Aim of the task
Quote every line of the material beneath this one.

[Collected data]
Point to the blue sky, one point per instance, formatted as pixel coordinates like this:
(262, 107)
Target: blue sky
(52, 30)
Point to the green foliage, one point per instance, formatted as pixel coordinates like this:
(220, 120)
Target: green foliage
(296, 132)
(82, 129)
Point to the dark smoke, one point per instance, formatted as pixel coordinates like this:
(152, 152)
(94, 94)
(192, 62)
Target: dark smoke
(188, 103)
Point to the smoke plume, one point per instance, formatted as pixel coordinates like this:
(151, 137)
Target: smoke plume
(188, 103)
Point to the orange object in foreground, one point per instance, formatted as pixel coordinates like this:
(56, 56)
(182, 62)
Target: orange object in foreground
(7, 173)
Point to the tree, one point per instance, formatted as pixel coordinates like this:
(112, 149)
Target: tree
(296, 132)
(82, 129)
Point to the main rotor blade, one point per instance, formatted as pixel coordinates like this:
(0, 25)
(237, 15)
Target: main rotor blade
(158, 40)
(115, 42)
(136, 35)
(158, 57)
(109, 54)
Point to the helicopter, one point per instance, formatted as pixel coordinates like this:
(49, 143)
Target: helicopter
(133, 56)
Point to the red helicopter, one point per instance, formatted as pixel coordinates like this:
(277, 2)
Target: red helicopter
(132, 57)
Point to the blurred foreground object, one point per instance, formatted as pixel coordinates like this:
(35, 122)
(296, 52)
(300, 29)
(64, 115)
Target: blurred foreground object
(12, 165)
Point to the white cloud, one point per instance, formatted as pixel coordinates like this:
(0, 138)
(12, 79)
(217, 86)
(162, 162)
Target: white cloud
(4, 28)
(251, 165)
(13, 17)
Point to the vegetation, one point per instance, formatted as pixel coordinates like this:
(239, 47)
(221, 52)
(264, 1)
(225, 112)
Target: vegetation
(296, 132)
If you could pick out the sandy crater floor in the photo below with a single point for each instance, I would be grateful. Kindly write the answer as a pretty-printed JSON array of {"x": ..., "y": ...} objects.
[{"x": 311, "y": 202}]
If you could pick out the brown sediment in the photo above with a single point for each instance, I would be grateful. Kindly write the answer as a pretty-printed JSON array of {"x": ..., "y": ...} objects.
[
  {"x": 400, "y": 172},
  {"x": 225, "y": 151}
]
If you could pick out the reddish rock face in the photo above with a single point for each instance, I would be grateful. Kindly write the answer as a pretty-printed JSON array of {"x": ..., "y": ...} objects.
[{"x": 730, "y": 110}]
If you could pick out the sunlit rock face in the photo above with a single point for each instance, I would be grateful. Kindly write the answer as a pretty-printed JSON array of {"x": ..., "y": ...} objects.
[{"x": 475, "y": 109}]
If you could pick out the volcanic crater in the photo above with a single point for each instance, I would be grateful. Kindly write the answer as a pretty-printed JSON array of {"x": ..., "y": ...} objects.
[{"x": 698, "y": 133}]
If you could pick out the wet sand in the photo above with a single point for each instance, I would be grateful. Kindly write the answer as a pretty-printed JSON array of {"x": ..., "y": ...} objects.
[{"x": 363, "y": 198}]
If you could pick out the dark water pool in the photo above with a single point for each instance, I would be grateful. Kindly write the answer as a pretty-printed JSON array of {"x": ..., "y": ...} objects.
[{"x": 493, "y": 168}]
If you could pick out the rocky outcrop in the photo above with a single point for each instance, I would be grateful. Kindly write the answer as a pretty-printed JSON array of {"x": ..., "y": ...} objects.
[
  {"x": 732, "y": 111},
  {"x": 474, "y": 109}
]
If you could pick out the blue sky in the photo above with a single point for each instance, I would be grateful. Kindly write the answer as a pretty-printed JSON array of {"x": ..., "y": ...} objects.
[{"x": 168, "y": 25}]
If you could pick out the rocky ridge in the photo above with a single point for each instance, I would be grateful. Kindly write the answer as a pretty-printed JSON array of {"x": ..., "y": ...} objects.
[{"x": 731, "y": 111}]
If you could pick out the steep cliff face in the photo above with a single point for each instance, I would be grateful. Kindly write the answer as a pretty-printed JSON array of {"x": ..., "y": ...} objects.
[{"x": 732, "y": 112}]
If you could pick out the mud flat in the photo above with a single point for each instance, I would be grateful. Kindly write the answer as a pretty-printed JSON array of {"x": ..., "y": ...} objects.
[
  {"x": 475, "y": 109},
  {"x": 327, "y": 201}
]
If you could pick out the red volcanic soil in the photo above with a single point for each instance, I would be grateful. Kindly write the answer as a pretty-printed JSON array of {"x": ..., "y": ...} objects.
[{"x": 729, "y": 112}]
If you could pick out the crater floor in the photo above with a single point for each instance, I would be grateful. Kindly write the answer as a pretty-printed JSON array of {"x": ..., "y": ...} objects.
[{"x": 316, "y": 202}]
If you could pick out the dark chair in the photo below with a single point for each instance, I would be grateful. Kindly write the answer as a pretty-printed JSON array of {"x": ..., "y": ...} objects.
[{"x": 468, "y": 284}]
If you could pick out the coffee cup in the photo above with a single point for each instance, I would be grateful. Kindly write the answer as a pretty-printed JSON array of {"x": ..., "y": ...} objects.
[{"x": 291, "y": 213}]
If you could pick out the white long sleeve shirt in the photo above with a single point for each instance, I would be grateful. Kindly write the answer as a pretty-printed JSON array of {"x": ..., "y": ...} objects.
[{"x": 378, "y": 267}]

Response to the exercise
Point to the blue sky, one point per instance, formatted as pixel coordinates like this:
(262, 107)
Target: blue sky
(52, 30)
Point to the green foliage, one point per instance, formatted as pixel coordinates like this:
(220, 120)
Target: green foliage
(296, 132)
(82, 129)
Point to the dark smoke, one point per instance, formatted as pixel coordinates like this:
(152, 152)
(94, 94)
(192, 62)
Target: dark smoke
(188, 103)
Point to the smoke plume, one point per instance, formatted as pixel coordinates like this:
(151, 137)
Target: smoke plume
(188, 103)
Point to the orange object in foreground, one point per instance, formatted as pixel coordinates like this:
(56, 56)
(182, 62)
Target: orange object in foreground
(7, 173)
Point to the tree, one point per instance, formatted as pixel coordinates like this:
(112, 149)
Target: tree
(296, 132)
(82, 129)
Point to the main rotor blade, one point per instance, formatted as pixel coordinates like this:
(0, 25)
(237, 15)
Target: main rotor blade
(158, 40)
(115, 42)
(136, 35)
(158, 57)
(109, 54)
Point to the helicopter, one point per instance, formatted as pixel coordinates like this:
(49, 143)
Target: helicopter
(133, 56)
Point to the red helicopter, one point per instance, formatted as pixel coordinates like this:
(277, 2)
Target: red helicopter
(132, 57)
Point to the blurred foreground object, one point per instance, formatted as pixel coordinates like this:
(35, 122)
(296, 52)
(300, 29)
(64, 115)
Target: blurred foreground object
(12, 165)
Point to the white cloud, one point per instance, formatted as pixel coordinates like this:
(0, 138)
(12, 79)
(217, 86)
(162, 162)
Target: white cloud
(4, 28)
(251, 165)
(13, 17)
Point to the vegetation, one point per instance, formatted as pixel coordinates like this:
(239, 47)
(221, 52)
(264, 1)
(225, 112)
Target: vegetation
(296, 132)
If you could pick out the sandy crater floor in the photo below with a single point for each instance, I would be grateful. Kindly write the answer as a pretty-printed JSON array of {"x": ..., "y": ...} objects.
[{"x": 311, "y": 202}]
If you could pick out the brown sediment in the photo above with a single point for each instance, I would be grateful. Kindly write the answer as a pretty-printed JSON array of {"x": ..., "y": ...} objects.
[
  {"x": 400, "y": 172},
  {"x": 225, "y": 151}
]
If you could pick out the reddish rock face in the photo above with a single point for each instance, I would be grateful. Kindly write the answer as a pretty-printed JSON array of {"x": ..., "y": ...} objects.
[{"x": 730, "y": 110}]
If you could pick out the sunlit rock face in the photo above with a single point for each instance, I would be grateful. Kindly write the answer as a pretty-printed JSON array of {"x": ..., "y": ...} objects.
[{"x": 475, "y": 109}]
If you could pick out the volcanic crater in the photo above with a single point for each instance, I would be grateful. Kindly write the answer as a pretty-printed JSON array of {"x": ..., "y": ...} objects.
[{"x": 698, "y": 133}]
If you could pick out the wet sand in the photo above with a single point for each instance, I would be grateful. Kindly write the answer as a pretty-printed JSON array of {"x": ..., "y": ...} objects.
[{"x": 363, "y": 198}]
If you could pick out the dark water pool in the photo above with a single point for each instance, I would be grateful. Kindly write the answer as a pretty-printed JSON array of {"x": ..., "y": ...} objects.
[{"x": 493, "y": 168}]
If you could pick out the rocky outcrop in the photo above with a single point for each instance, I would be grateful. Kindly write the answer as a pretty-printed JSON array of {"x": ..., "y": ...} objects.
[
  {"x": 732, "y": 111},
  {"x": 474, "y": 109}
]
If you could pick out the blue sky in the photo above with a single point for each instance, I would be grateful. Kindly write the answer as a pretty-printed JSON array of {"x": ..., "y": ...} objects.
[{"x": 168, "y": 25}]
If you could pick out the rocky ridge in the photo above with a single point for each instance, I would be grateful. Kindly write the answer as a pretty-printed JSON array of {"x": ..., "y": ...} objects.
[{"x": 731, "y": 111}]
If you could pick out the steep cliff face in the photo above with a single point for each instance, I would be grateful. Kindly write the answer as a pretty-printed JSON array of {"x": ..., "y": ...} objects.
[{"x": 732, "y": 112}]
If you could pick out the mud flat in the photo above with a single point for each instance, I would be grateful. Kindly write the answer as a pretty-printed JSON array of {"x": ..., "y": ...} objects.
[
  {"x": 475, "y": 109},
  {"x": 327, "y": 201}
]
If you could pick out the red volcanic soil in the photo above with a single point for each instance, I would be grateful. Kindly write the answer as a pretty-printed JSON array of {"x": ..., "y": ...} objects.
[{"x": 729, "y": 112}]
If you could pick out the crater floor in the photo above with a single point for each instance, I would be grateful. Kindly write the answer as a pretty-printed JSON array of {"x": ..., "y": ...} objects.
[{"x": 316, "y": 202}]
If you could pick out the dark chair in the photo below with a single point for each instance, I would be grateful. Kindly write the answer as a pretty-printed JSON array of {"x": ..., "y": ...} objects.
[{"x": 468, "y": 284}]
If you could pick out the coffee cup in the photo above with a single point for each instance, I would be grateful. Kindly write the answer as a pretty-printed JSON array of {"x": ..., "y": ...} objects.
[{"x": 291, "y": 213}]
If you could pick out the white long sleeve shirt in the photo above with a single point for each instance, I would be grateful. Kindly write the answer as a pretty-printed JSON array of {"x": ..., "y": ...} objects.
[{"x": 378, "y": 267}]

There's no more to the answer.